**EXERCISE MATERIALS**
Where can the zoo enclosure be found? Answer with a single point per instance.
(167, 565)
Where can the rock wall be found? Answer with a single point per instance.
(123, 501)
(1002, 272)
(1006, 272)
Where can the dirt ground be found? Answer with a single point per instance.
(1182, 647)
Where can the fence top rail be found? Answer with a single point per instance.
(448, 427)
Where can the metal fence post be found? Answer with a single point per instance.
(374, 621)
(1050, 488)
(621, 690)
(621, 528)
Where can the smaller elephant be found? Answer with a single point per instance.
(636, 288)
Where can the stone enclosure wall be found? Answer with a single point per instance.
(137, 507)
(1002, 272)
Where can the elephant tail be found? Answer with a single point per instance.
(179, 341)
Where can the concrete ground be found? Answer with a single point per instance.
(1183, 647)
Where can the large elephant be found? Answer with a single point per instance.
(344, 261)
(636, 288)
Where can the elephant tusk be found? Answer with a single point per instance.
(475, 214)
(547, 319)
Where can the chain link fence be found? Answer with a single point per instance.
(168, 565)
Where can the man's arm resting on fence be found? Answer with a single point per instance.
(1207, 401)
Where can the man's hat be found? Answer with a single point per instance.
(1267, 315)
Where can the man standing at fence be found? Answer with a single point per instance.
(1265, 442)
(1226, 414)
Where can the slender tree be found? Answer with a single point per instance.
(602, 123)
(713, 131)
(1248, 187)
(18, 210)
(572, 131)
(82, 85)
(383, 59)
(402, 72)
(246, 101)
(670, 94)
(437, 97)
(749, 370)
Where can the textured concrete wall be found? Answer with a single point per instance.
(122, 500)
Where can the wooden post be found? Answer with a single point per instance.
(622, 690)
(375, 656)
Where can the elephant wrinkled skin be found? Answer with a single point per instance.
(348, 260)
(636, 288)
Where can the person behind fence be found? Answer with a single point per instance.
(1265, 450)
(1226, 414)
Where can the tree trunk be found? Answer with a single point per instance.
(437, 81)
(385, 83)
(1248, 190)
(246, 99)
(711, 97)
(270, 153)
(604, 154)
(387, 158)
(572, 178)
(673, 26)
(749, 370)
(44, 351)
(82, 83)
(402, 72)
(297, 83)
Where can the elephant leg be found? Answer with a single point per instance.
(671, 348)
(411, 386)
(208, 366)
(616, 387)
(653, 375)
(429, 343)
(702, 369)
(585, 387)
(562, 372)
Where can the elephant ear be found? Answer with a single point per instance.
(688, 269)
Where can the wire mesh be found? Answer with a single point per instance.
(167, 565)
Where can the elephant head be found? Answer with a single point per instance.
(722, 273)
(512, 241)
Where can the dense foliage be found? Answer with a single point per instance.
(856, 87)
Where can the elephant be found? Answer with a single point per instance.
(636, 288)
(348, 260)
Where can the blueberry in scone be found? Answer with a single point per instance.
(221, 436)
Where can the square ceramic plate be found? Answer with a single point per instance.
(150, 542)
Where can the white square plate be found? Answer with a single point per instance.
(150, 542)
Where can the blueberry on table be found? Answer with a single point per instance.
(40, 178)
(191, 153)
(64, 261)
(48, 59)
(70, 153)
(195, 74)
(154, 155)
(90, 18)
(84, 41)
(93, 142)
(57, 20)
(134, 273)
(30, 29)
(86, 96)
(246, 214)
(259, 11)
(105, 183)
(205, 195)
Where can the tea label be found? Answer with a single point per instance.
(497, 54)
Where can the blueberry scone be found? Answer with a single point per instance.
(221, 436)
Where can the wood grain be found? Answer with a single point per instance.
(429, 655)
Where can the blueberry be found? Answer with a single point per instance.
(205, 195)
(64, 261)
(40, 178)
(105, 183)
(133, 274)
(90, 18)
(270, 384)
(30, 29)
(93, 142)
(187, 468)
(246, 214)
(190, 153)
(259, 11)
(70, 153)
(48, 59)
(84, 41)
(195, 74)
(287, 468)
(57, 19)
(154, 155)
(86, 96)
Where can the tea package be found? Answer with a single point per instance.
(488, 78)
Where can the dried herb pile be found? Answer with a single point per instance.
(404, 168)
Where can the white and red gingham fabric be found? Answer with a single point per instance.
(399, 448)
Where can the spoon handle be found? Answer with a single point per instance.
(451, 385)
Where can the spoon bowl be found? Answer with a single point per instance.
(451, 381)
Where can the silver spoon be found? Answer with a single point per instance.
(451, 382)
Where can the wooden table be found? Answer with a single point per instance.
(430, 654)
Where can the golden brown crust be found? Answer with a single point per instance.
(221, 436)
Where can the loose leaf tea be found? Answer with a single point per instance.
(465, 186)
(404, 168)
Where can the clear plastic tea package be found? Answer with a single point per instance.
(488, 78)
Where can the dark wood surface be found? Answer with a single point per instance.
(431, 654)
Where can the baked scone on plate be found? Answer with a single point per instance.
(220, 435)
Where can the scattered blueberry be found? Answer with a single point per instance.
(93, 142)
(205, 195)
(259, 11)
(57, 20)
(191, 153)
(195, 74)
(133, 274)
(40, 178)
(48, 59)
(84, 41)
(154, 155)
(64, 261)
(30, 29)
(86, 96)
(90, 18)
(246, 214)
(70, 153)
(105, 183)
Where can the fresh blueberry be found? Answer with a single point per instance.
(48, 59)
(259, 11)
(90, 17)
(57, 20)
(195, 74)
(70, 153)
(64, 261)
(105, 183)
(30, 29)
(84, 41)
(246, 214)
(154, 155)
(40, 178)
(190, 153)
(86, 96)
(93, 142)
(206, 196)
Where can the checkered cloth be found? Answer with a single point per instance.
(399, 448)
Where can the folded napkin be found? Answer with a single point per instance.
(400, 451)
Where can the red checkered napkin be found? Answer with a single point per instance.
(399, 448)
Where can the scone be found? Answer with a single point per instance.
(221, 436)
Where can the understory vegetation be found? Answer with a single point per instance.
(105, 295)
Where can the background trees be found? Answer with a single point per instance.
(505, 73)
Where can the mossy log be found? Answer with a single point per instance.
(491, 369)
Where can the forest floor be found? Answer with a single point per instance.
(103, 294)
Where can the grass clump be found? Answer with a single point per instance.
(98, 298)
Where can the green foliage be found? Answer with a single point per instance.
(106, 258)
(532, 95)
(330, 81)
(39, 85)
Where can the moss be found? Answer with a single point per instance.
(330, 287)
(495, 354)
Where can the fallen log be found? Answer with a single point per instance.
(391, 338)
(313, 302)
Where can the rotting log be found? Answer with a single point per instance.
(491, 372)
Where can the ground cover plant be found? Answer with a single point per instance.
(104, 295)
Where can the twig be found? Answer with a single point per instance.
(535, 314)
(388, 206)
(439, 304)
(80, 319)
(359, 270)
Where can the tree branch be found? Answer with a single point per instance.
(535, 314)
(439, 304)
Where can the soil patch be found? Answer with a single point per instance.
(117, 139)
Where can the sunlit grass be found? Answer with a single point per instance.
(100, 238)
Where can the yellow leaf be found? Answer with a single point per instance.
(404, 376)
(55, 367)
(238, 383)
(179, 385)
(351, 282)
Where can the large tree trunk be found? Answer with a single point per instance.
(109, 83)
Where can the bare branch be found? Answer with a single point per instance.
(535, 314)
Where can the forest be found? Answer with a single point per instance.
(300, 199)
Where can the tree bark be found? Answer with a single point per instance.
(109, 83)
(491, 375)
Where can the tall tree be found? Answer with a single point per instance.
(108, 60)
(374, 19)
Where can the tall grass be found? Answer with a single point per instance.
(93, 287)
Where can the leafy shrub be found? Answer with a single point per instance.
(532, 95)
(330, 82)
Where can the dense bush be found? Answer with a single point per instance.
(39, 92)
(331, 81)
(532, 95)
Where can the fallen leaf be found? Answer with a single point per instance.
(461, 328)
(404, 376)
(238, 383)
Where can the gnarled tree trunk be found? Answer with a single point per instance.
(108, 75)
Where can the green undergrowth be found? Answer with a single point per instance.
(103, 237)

==

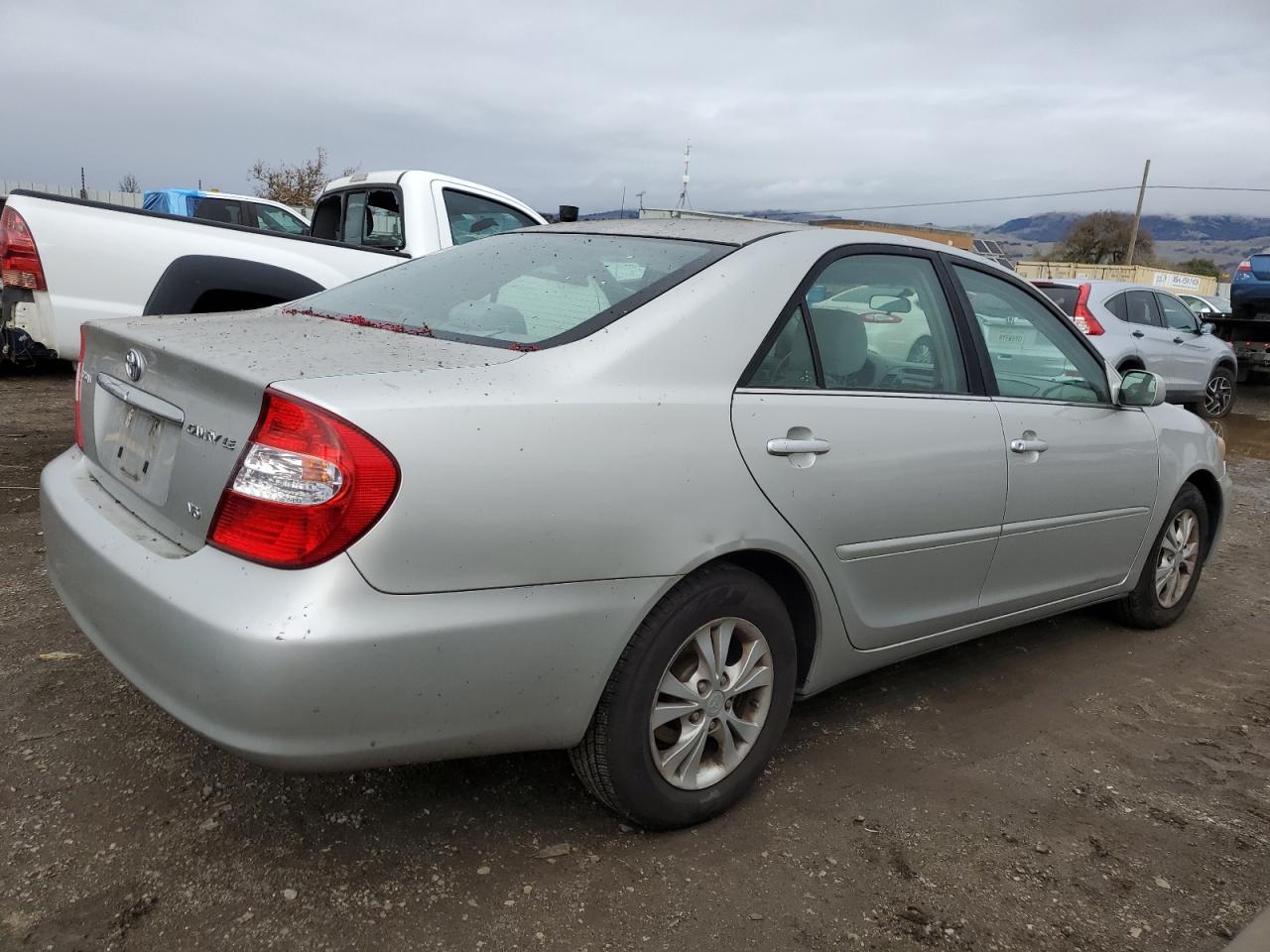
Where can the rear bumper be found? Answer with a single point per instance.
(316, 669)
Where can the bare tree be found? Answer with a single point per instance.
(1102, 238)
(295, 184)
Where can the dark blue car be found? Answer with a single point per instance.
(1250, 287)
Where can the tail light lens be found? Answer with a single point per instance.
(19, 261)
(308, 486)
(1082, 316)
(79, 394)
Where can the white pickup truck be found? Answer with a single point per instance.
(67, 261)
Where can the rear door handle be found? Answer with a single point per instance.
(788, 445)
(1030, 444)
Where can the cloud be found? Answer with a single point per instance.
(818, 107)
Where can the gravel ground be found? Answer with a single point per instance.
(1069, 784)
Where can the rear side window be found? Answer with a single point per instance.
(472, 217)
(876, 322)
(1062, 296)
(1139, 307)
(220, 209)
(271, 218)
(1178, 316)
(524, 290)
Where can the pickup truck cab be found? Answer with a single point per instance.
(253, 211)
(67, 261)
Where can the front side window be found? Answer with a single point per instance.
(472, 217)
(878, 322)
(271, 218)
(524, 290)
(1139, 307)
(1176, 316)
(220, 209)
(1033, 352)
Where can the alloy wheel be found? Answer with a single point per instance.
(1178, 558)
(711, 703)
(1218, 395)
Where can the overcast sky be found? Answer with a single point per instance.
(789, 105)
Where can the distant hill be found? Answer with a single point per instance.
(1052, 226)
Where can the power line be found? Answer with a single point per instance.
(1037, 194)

**EXERCISE AIM**
List every line of the records above that contains the word "plate", copying each line in full.

**IN RESPONSE**
Where can the square ceramic plate be found? Answer with a single point per instance.
Where can the white square plate be found? Answer with a single point per instance.
Where can the baked scone on plate be found? Answer with a single point per instance.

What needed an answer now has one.